--- start Document ---

That's what it all boils down to.
Just been there, Maurice! Don't like it! An ugly and amateurish site. He hasn't got the bandwidth to support all the crap he's got up there. Half his links don't load.
Weirdo, if you ask me!!
I don't actually LIKE all these "fringe weirdos", Maurice! I don't know why you keep sending me to them! Just because I said I liked the Joker! Doesn't mean I'm gonna like THEM...
Writing "f*ck" all the time, and "whorebagger" won't make you a left-winger, you know!!
Sounds like quite the opposite to me - a misogynist!
No, let's get this clear. About the only "antisocial" weirdos I have time for are rebellious, hopefully working-class crooks. And I hope you now know for why!
Druggies, technopunkers, other weird anarchists... I got no patience with 'em!!
Anarcho-socialists, yes, and thoughtful anarchists, of the type of the author Matthew Hall, or that New York artist that stood up against Giuliani, Robert Lederman, yes.
Anyway, I can't read that bloody thingie. "Badsignal". He only allows subscribers to read it - and that's not going to be ME!

--- end Document ---
--- start Provided data ---

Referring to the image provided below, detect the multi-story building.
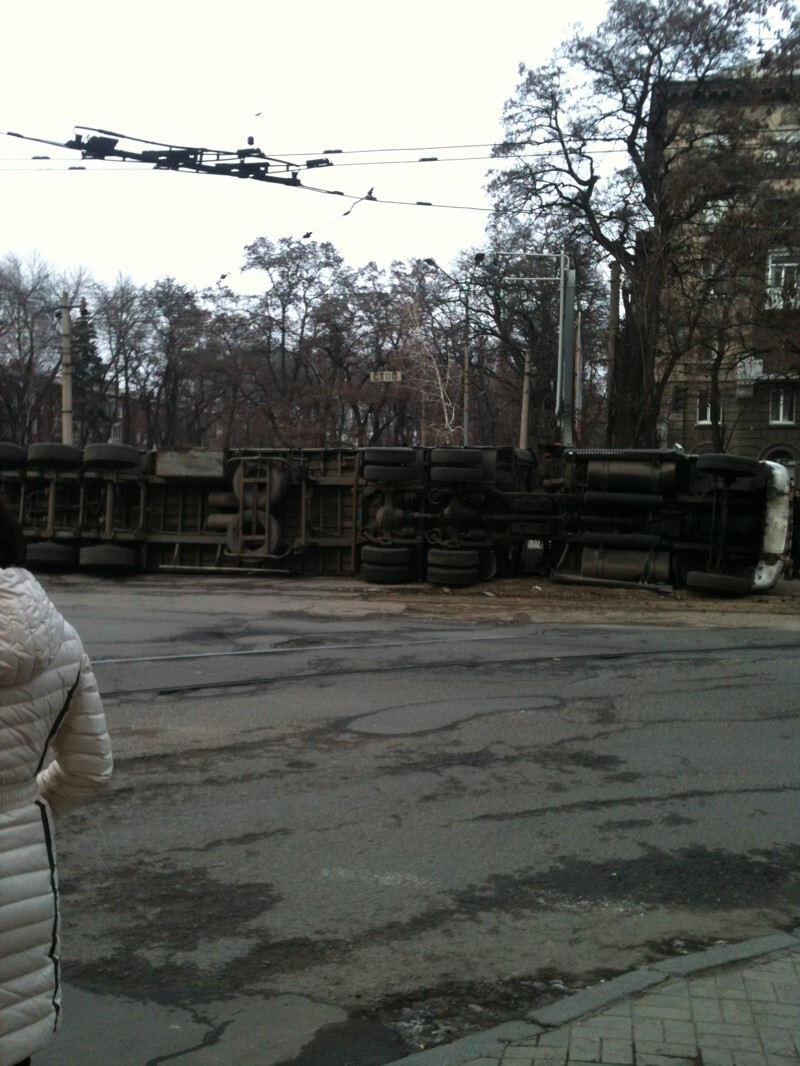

--- end Provided data ---

- **Do this**
Copy the post, beginning at the words "Just been there, Maurice!" and stopping after "left-winger, you know!!", and swap in "website" wherever "site" appears.

- **Correct answer**
Just been there, Maurice! Don't like it! An ugly and amateurish website. He hasn't got the bandwidth to support all the crap he's got up there. Half his links don't load.
Weirdo, if you ask me!!
I don't actually LIKE all these "fringe weirdos", Maurice! I don't know why you keep sending me to them! Just because I said I liked the Joker! Doesn't mean I'm gonna like THEM...
Writing "f*ck" all the time, and "whorebagger" won't make you a left-winger, you know!!